- [Stated task] Render the material below as a Markdown table with two columns, Row and Line. Give each line its own numbered row and skip any blank lines.

- [Data in this exercise]
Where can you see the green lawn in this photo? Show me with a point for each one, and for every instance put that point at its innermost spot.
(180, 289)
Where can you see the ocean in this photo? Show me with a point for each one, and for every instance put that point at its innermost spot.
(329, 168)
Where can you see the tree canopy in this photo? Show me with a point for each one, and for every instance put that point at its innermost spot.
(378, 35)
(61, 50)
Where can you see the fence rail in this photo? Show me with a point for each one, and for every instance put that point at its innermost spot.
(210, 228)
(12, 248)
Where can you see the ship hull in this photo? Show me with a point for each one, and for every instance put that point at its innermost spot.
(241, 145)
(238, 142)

- [Exercise response]
| Row | Line |
|---|---|
| 1 | Where can you see the green lawn in this photo? Show me with a point for each one, and for every instance put that point at its innermost spot. |
| 2 | (180, 289) |
| 3 | Where can you see the ocean in this photo? Show me with a point for each one, and for every instance put that point at its innermost spot. |
| 4 | (329, 168) |
| 5 | Where can you see the tree canopy in this photo? Show me with a point for each one, and for every instance put that point at its innermost spot. |
| 6 | (378, 35) |
| 7 | (61, 50) |
| 8 | Where can you see the fence rail in this photo? Show me with a point for each one, and for every instance put that point at its innermost spot. |
| 9 | (210, 228) |
| 10 | (12, 248) |
| 11 | Where can you see the ship hull in this photo? Show me with a point for each one, and for every instance put that point at its innermost spot. |
| 12 | (241, 145) |
| 13 | (238, 142) |